*Exercise requirements:* Pull out each line of the records below that contains the word "gate", and copy those lines unchanged.

*** Information provided ***

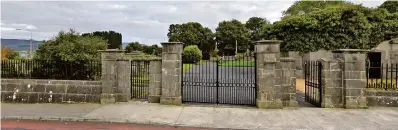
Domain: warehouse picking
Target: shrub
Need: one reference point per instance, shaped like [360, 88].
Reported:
[192, 54]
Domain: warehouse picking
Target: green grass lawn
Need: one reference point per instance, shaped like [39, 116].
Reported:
[186, 67]
[237, 63]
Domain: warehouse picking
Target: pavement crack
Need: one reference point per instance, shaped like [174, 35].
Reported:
[301, 112]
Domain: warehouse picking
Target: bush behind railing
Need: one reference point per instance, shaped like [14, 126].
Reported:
[51, 69]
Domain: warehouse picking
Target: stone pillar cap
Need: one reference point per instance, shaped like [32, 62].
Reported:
[268, 42]
[287, 59]
[349, 50]
[164, 43]
[111, 50]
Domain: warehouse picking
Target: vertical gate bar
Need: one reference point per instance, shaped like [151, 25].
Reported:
[131, 79]
[367, 74]
[381, 77]
[396, 75]
[217, 81]
[312, 81]
[255, 78]
[182, 79]
[305, 81]
[391, 81]
[320, 83]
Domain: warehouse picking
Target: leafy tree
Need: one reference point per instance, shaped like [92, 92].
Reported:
[342, 26]
[134, 46]
[229, 32]
[192, 33]
[192, 54]
[69, 46]
[114, 38]
[390, 6]
[254, 24]
[305, 7]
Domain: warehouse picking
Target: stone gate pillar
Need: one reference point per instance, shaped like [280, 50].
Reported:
[109, 74]
[171, 73]
[267, 59]
[155, 84]
[354, 76]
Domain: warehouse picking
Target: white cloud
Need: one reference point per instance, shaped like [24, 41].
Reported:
[146, 22]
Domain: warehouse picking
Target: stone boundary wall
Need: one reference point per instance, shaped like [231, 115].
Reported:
[382, 98]
[50, 91]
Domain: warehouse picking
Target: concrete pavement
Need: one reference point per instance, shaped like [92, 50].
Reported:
[210, 116]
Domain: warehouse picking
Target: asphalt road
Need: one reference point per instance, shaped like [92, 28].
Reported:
[236, 84]
[35, 125]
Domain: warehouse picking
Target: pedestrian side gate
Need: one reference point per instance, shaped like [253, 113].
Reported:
[313, 84]
[139, 78]
[226, 80]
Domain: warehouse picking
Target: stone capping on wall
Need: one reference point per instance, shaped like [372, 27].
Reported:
[268, 42]
[382, 98]
[171, 43]
[349, 50]
[146, 59]
[394, 41]
[287, 59]
[112, 50]
[50, 81]
[50, 91]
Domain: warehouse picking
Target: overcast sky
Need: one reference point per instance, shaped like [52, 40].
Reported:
[143, 21]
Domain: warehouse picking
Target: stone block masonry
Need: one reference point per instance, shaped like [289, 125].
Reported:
[382, 98]
[50, 91]
[286, 80]
[171, 73]
[353, 76]
[269, 92]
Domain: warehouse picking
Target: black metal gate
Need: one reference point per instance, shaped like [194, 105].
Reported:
[139, 79]
[313, 84]
[226, 80]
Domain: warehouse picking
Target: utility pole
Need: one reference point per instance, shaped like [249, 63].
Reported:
[30, 44]
[236, 47]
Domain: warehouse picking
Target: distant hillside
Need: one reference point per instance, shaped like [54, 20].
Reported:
[19, 44]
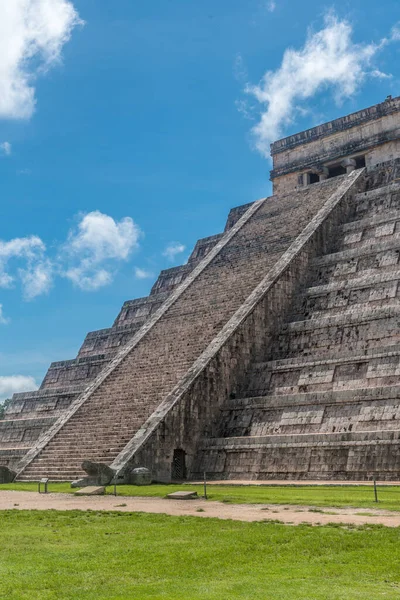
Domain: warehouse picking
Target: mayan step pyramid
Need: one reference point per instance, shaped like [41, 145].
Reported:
[274, 353]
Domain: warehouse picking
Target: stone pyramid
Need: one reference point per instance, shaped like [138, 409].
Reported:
[273, 353]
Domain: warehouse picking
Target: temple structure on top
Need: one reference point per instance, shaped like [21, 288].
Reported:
[273, 353]
[363, 139]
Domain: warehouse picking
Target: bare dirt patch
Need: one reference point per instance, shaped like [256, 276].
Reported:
[293, 515]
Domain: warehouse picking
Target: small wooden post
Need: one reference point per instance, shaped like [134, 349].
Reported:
[375, 490]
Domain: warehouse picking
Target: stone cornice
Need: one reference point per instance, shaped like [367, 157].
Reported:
[342, 124]
[346, 150]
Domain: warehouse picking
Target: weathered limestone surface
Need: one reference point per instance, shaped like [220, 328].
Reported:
[328, 404]
[274, 352]
[31, 414]
[373, 133]
[138, 382]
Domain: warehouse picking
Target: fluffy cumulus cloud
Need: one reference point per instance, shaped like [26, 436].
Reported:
[5, 148]
[12, 384]
[143, 273]
[32, 35]
[173, 249]
[88, 258]
[24, 259]
[95, 245]
[3, 318]
[329, 59]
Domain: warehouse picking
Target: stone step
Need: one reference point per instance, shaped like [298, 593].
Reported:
[377, 201]
[358, 293]
[367, 409]
[383, 228]
[346, 317]
[371, 221]
[344, 332]
[377, 368]
[365, 280]
[334, 456]
[368, 438]
[303, 399]
[351, 255]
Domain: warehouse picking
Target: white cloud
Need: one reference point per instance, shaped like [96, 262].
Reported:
[36, 274]
[3, 319]
[12, 384]
[329, 59]
[95, 245]
[173, 249]
[5, 148]
[142, 273]
[37, 278]
[32, 35]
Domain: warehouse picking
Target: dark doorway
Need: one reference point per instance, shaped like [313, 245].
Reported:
[360, 162]
[334, 171]
[178, 465]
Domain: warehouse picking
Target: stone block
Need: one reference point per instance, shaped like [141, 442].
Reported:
[6, 475]
[140, 476]
[182, 495]
[91, 491]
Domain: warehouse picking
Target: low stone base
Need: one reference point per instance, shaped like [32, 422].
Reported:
[91, 491]
[182, 495]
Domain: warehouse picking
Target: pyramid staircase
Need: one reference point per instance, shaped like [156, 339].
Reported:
[324, 403]
[141, 391]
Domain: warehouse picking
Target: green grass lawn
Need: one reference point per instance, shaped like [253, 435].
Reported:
[358, 496]
[50, 555]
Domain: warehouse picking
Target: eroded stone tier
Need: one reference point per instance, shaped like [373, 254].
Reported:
[325, 403]
[149, 369]
[31, 414]
[274, 352]
[365, 138]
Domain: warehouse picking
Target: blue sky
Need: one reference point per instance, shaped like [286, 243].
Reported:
[127, 129]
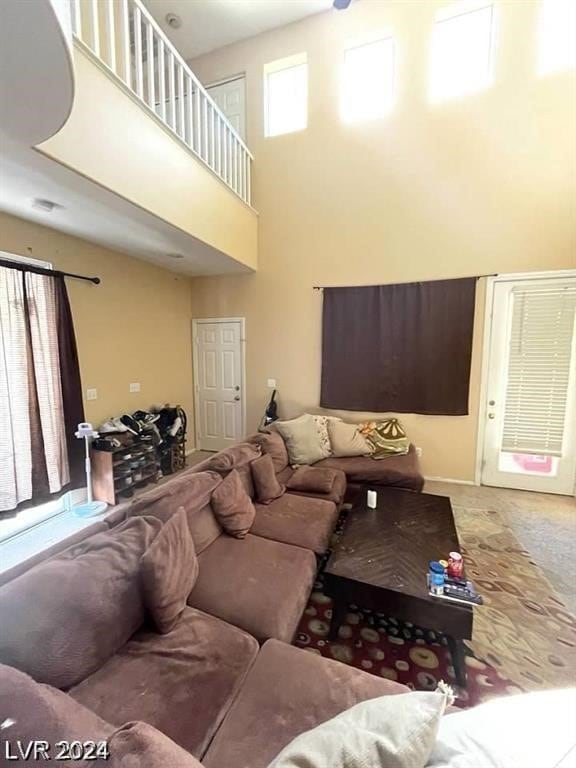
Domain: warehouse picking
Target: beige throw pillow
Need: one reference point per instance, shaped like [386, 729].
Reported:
[347, 440]
[391, 731]
[302, 440]
[322, 427]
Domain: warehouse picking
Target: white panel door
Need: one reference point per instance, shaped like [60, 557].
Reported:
[219, 383]
[530, 408]
[231, 99]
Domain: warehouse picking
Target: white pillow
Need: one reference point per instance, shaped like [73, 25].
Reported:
[532, 730]
[391, 732]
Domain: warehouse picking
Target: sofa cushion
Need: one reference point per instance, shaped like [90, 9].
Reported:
[272, 443]
[232, 506]
[181, 683]
[31, 711]
[297, 690]
[139, 745]
[347, 440]
[14, 566]
[257, 584]
[232, 458]
[169, 571]
[336, 494]
[64, 618]
[396, 471]
[266, 485]
[192, 491]
[298, 520]
[397, 732]
[315, 479]
[302, 439]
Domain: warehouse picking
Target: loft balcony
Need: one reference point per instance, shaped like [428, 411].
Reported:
[143, 127]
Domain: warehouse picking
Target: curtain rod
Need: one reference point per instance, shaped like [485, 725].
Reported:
[23, 267]
[405, 282]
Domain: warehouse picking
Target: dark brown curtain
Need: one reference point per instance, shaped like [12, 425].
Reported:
[40, 390]
[402, 348]
[71, 384]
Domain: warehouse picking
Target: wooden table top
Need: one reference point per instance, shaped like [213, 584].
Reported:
[390, 547]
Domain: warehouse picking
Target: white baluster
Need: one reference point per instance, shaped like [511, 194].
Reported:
[197, 120]
[213, 138]
[244, 165]
[95, 24]
[77, 18]
[248, 179]
[218, 163]
[230, 156]
[161, 80]
[171, 92]
[151, 69]
[125, 43]
[190, 114]
[111, 35]
[138, 56]
[205, 128]
[176, 96]
[181, 105]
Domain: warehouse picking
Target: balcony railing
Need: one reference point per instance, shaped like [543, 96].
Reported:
[127, 40]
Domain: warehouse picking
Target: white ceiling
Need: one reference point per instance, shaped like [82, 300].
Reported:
[211, 24]
[98, 215]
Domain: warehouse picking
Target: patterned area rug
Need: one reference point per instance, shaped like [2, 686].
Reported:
[519, 642]
[523, 630]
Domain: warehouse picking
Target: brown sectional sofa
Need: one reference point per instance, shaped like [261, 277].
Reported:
[224, 684]
[355, 471]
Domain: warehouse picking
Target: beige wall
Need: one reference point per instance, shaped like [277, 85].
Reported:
[483, 185]
[114, 141]
[133, 327]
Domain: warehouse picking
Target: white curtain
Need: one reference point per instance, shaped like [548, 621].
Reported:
[32, 434]
[15, 443]
[43, 314]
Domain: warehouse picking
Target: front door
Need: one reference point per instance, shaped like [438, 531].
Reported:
[218, 373]
[230, 97]
[530, 408]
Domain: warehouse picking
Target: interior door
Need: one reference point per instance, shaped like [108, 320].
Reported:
[530, 408]
[219, 383]
[231, 99]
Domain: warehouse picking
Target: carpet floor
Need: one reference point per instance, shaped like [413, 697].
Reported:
[523, 637]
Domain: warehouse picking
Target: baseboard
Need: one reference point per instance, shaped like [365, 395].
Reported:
[450, 480]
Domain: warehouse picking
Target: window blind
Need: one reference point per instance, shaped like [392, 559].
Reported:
[539, 359]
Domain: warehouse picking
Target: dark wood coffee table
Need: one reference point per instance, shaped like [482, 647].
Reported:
[381, 562]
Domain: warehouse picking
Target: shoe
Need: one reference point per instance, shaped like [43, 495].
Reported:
[112, 425]
[146, 418]
[130, 424]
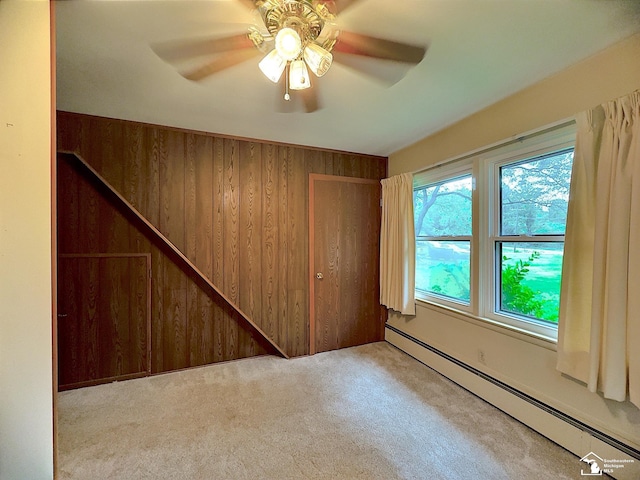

***

*The completed task:*
Target: vertical gate bar
Target: stone gate pillar
Target: pedestrian side gate
Target: black metal gate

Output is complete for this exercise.